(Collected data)
=====

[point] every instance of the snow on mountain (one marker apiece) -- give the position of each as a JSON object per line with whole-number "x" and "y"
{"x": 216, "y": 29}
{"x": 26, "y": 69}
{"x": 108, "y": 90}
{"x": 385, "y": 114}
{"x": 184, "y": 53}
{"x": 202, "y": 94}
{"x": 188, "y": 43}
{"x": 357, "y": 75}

=====

▸ **GIVEN INSTRUCTION**: Write out all of the entries above, character for character, without changing anything.

▸ **TASK RESPONSE**:
[point] every instance of the snow on mountain (one marker apiece) -- give the position of each as a JSON object per line with whole-number "x" and "y"
{"x": 216, "y": 29}
{"x": 26, "y": 69}
{"x": 108, "y": 90}
{"x": 385, "y": 114}
{"x": 184, "y": 53}
{"x": 202, "y": 94}
{"x": 188, "y": 43}
{"x": 357, "y": 75}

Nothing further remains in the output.